AUSGEWÄHLTER AUSZUG:
* * * * * * *
Genie ist ein Prozent Inspiration und neunundneunzig Prozent Transpiration, lautet ein dem amerikanischen Erfinder Thomas Alva Edison zugeschriebenes Zitat. Mit der Innovation verhält es sich laut Nick Jones, Research Vice President bei Gartner, zumindest ähnlich. Diese bestehe nämlich nur zu 20 Prozent aus guten Ideen, aber zu 80 Prozent aus den richtigen Prozessen.
Was also müssen Unternehmen machen, um Innovationen voranzutreiben? Jones zufolge hilft dabei ein Blick auf besonders erfolgreiche Innovatoren. Bei diesen gebe es vier Aspekte mit unterschiedlicher Gewichtung, die sie im Innovationsprozess richtig hinbekommen, nämlich
den Zweck (10 Prozent), also etwa die Transformation des Geschäfts, die Nutzung neuer Märkte oder neuer Technologien;
die Prozesse (20 Prozent), etwa den Fokus auf angrenzende Wertschöpfungsfelder, eine schrittweise Verbesserung der Produkte oder nahegelegene Märkte und Kunden; sowie
die Mitarbeiter und das Portfolio als Innovations-Pipeline (70 Prozent), um Verbesserungen, Erweiterungen, Variationen oder Kostensenkungen vorzunehmen oder den Fokus auf bestehende Märkte und Kunden zu stärken.
Innovation ist die Umsetzung von neuen Ideen, die Wert schaffen, so der Gartner-Analyst.
Woher kommen innovative Ideen?
Bei der Suche nach neuen Gelegenheiten oder aber Bedürfnissen der Kunden können Unternehmen verschiedene Wege einschlagen, die mehr oder weniger disruptiv sind. Die klassische Methode ist dabei laut Jones die Suche nach Werttreibern, bekannten Pain Points, offensichtlichen Gelegenheiten, neuen Verordnungen oder technischen Möglichkeiten, aus denen sich neue Produkte, Services oder Geschäftsmodelle ableiten lassen.
* * * * * * *
ZU ERLEDIGEN 1: Führe alle Dinge auf, nach denen Unternehmen bei der klassischen Methode laut dem Auszug über Innovation suchen.
ZU ERLEDIGEN 2: Gib bitte den Abschnitt des Auszugs über Innovation zwischen „Innovation ist die“ und „Geschäftsmodelle ableiten lassen.“, beide Stellen eingeschlossen, wortgetreu wieder.
Die Einträge stammen aus einer anderen Quelle.

BEREITGESTELLTE ANGABEN:
* * * * * * *
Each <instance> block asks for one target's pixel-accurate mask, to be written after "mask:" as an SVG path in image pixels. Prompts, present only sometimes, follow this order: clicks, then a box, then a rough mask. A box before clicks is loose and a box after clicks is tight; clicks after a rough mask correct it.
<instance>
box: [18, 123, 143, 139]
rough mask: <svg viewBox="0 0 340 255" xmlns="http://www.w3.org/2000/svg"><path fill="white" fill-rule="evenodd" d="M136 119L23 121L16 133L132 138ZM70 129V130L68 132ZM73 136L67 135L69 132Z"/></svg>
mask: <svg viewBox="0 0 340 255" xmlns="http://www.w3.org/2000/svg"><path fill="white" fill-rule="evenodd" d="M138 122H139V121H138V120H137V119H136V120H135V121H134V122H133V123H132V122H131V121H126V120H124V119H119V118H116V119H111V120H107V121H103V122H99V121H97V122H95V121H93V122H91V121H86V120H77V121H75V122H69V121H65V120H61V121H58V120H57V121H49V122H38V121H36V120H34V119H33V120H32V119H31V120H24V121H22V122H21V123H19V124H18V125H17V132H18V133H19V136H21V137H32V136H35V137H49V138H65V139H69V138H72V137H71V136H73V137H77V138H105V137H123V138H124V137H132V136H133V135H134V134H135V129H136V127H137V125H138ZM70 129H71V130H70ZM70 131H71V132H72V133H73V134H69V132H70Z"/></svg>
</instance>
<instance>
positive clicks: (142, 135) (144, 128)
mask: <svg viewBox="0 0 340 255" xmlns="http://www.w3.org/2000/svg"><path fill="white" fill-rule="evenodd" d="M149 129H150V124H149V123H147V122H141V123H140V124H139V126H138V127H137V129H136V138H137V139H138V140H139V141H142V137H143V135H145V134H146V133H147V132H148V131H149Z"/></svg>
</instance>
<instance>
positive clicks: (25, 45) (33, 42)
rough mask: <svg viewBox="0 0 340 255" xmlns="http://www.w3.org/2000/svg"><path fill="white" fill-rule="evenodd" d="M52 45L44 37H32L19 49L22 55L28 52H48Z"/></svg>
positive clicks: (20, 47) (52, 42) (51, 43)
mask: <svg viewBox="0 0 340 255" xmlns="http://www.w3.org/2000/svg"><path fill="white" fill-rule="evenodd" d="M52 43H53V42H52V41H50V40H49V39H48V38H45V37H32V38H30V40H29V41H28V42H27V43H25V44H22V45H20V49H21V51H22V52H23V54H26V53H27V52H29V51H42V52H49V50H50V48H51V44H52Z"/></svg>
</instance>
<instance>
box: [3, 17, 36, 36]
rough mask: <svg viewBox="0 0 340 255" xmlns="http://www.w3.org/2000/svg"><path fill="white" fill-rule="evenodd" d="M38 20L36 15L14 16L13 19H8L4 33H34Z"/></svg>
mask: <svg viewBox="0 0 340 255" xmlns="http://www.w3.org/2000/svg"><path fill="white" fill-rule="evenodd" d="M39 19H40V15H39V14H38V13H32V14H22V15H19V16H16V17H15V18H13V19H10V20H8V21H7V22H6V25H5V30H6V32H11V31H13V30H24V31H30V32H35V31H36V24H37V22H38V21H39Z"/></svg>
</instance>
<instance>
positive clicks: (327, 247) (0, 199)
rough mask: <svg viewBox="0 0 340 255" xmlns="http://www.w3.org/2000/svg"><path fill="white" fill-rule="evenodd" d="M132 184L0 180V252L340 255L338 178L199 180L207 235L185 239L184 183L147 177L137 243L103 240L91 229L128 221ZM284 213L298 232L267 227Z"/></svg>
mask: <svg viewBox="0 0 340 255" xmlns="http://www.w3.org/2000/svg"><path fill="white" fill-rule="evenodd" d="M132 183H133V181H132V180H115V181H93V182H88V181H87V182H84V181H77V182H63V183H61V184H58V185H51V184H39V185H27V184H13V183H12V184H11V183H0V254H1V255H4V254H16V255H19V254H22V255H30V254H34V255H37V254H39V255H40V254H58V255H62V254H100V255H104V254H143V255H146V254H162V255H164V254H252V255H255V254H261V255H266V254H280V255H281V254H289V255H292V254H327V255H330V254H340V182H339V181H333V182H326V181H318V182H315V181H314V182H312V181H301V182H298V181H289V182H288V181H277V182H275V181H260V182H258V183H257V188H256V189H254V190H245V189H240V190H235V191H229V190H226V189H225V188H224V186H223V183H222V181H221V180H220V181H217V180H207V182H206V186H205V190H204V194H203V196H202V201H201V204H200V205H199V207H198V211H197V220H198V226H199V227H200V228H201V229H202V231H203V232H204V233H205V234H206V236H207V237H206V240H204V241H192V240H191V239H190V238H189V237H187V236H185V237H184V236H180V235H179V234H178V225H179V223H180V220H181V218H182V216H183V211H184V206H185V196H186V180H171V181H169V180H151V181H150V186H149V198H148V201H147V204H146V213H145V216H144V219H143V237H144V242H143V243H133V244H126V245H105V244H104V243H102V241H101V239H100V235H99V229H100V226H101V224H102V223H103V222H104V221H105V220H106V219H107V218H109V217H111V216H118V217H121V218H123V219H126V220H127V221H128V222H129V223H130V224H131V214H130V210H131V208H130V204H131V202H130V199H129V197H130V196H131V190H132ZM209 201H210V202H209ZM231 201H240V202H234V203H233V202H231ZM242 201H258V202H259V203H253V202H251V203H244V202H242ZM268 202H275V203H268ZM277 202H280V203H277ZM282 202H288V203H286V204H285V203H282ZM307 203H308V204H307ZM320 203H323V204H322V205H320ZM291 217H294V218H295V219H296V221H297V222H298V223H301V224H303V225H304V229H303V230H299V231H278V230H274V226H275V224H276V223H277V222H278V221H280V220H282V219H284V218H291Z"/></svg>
* * * * * * *
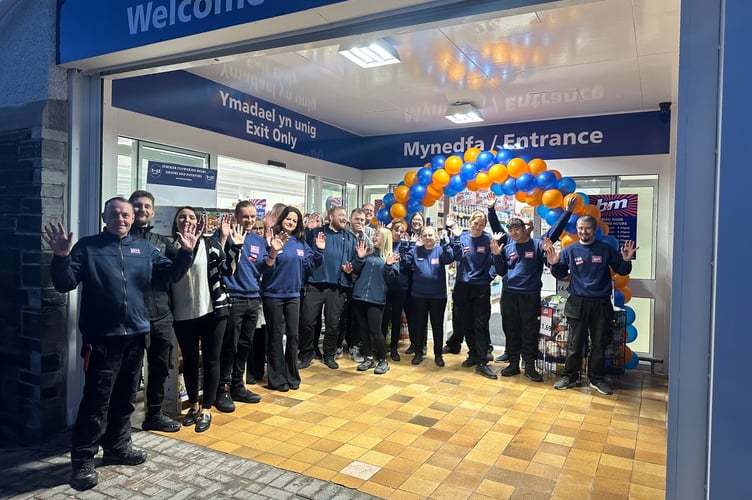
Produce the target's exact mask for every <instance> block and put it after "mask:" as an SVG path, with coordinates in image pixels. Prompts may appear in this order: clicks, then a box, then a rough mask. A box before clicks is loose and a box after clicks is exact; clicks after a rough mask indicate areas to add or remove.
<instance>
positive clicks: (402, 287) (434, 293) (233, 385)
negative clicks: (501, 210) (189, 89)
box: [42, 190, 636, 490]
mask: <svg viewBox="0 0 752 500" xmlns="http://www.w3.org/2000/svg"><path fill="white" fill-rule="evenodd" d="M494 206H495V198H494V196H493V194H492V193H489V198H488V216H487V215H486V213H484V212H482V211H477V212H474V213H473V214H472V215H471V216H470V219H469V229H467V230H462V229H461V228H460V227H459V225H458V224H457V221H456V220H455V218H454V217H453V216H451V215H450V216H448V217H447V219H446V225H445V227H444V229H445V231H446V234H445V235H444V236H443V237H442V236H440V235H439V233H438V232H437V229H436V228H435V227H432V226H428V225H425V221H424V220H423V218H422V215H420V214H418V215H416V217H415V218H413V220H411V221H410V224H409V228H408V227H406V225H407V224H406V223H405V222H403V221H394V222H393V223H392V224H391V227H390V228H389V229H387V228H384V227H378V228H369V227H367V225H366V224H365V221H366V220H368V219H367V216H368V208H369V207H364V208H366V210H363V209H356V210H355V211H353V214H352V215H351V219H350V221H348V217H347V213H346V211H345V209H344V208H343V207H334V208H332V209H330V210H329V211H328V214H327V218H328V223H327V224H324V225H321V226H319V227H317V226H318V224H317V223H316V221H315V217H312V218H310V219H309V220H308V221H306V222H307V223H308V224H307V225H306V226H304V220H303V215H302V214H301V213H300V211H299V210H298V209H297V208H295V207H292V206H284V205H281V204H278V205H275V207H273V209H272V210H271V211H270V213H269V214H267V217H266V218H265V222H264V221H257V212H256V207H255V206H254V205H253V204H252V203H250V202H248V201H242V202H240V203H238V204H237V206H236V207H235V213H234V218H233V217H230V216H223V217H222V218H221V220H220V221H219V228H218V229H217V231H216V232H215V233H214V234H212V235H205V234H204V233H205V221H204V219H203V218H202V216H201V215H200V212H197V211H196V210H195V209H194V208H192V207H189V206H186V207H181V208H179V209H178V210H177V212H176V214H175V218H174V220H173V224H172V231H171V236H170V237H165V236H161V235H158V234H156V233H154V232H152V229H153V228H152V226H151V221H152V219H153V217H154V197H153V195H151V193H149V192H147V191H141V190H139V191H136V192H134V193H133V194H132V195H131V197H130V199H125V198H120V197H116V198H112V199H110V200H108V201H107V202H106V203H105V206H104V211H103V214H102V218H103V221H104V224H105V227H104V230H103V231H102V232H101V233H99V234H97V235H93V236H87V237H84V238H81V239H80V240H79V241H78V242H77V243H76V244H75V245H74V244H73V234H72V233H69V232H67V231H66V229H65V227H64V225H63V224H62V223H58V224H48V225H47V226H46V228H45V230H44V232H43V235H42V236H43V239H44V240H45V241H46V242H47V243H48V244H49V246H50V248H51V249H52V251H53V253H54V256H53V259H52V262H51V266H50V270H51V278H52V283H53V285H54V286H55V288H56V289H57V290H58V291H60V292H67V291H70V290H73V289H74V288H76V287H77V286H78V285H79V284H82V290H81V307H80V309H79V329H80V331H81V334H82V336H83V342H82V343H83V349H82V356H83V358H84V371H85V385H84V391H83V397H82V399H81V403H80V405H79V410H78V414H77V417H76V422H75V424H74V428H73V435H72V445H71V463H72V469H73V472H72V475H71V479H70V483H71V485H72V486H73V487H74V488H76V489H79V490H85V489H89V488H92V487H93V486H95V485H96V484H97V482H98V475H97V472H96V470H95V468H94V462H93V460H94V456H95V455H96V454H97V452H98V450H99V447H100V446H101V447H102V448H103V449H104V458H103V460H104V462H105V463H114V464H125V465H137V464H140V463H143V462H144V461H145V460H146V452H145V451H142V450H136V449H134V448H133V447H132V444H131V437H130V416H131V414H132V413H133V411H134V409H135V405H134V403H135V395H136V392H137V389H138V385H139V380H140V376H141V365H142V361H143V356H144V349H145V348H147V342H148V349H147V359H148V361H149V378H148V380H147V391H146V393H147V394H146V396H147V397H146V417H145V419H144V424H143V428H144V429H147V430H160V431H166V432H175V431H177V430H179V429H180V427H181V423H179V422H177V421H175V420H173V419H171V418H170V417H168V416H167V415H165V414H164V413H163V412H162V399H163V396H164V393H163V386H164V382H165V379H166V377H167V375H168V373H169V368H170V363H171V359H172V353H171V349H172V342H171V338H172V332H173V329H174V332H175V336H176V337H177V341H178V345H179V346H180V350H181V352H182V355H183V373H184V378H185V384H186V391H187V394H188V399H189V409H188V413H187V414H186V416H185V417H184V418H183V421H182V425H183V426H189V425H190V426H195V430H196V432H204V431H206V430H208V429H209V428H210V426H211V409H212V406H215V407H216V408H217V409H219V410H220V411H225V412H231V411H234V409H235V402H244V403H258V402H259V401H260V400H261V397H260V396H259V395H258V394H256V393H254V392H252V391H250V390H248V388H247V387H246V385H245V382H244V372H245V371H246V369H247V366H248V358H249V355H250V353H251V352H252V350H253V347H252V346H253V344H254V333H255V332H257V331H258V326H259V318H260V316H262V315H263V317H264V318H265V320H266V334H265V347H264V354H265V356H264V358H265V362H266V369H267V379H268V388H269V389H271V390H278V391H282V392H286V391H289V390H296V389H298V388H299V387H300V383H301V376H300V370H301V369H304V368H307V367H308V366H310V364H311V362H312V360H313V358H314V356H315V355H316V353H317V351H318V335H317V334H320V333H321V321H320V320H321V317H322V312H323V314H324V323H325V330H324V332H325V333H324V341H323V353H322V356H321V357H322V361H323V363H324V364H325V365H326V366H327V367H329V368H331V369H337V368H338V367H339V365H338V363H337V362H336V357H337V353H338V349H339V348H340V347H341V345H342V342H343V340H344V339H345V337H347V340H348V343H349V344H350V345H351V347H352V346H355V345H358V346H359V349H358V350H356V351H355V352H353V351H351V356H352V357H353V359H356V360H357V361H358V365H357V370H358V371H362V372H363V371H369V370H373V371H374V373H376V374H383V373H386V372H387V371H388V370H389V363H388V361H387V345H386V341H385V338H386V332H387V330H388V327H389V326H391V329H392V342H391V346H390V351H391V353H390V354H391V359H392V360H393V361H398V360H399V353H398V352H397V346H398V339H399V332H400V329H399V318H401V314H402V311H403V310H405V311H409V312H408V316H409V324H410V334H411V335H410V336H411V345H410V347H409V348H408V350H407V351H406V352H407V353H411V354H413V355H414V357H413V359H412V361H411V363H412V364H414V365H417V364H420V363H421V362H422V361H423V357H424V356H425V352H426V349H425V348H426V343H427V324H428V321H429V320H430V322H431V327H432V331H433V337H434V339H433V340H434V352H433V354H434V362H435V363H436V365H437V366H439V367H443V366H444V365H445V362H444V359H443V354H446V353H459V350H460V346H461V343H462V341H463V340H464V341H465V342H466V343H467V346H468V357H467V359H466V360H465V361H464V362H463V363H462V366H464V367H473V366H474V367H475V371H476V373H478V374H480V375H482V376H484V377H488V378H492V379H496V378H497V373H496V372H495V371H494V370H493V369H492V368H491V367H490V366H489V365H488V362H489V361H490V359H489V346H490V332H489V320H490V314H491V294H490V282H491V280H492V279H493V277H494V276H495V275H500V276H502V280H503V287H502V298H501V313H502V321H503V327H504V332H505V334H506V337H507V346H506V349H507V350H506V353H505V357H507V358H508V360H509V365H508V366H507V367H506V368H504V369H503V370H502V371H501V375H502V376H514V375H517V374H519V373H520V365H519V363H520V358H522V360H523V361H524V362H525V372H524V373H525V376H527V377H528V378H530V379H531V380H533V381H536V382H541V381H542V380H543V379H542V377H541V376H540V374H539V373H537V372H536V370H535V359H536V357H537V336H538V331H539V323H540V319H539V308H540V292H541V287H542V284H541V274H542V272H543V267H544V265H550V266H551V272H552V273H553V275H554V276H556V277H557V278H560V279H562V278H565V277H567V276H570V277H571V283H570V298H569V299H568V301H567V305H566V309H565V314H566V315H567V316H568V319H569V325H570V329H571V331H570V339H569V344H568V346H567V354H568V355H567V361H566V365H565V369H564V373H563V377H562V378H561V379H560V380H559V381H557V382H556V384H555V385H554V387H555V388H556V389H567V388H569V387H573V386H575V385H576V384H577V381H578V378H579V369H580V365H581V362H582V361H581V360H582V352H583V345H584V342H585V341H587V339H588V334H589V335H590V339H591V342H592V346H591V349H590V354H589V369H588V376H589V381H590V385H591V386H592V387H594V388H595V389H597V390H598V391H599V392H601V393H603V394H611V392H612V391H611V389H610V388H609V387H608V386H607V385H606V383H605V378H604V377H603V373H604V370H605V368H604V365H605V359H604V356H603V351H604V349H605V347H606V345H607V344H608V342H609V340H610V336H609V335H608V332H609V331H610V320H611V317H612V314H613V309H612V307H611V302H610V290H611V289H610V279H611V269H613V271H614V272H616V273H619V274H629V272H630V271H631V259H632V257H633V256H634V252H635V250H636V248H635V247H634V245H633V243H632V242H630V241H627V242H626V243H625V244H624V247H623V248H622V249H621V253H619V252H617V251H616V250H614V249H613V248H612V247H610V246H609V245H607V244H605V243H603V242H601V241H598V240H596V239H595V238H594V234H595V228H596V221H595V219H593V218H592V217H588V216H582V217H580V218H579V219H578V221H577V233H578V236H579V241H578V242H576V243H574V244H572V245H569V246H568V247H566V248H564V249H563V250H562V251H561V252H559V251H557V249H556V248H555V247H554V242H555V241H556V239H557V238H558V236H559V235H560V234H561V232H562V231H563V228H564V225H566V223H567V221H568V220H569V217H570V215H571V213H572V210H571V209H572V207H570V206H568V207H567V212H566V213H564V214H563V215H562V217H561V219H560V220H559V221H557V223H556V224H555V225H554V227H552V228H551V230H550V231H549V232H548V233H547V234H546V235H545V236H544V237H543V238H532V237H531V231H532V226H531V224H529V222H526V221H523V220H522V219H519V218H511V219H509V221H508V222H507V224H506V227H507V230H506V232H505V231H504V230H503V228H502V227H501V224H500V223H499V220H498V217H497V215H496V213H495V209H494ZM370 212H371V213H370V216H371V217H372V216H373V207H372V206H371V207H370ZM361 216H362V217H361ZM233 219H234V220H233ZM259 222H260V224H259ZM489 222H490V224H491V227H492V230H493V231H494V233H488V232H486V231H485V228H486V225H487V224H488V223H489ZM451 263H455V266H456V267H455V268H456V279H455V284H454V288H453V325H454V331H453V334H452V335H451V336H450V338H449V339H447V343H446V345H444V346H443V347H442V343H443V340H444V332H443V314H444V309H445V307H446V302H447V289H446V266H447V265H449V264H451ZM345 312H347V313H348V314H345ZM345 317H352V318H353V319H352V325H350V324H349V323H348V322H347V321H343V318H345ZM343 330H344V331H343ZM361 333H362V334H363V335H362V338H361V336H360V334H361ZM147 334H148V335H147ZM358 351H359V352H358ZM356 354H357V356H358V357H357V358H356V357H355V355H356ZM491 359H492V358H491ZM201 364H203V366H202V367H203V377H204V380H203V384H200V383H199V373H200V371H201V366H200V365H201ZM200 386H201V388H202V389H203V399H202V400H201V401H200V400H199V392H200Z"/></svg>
* * * * * * *
ANTWORTFELD 1:
- Werttreiber
- bekannte Pain Points
- offensichtliche Gelegenheiten
- neue Verordnungen
- technische Möglichkeiten

ANTWORTFELD 2:
Innovation ist die Umsetzung von neuen Ideen, die Wert schaffen, so der Gartner-Analyst.
Woher kommen innovative Ideen?
Bei der Suche nach neuen Gelegenheiten oder aber Bedürfnissen der Kunden können Unternehmen verschiedene Wege einschlagen, die mehr oder weniger disruptiv sind. Die klassische Methode ist dabei laut Jones die Suche nach Werttreibern, bekannten Pain Points, offensichtlichen Gelegenheiten, neuen Verordnungen oder technischen Möglichkeiten, aus denen sich neue Produkte, Services oder Geschäftsmodelle ableiten lassen.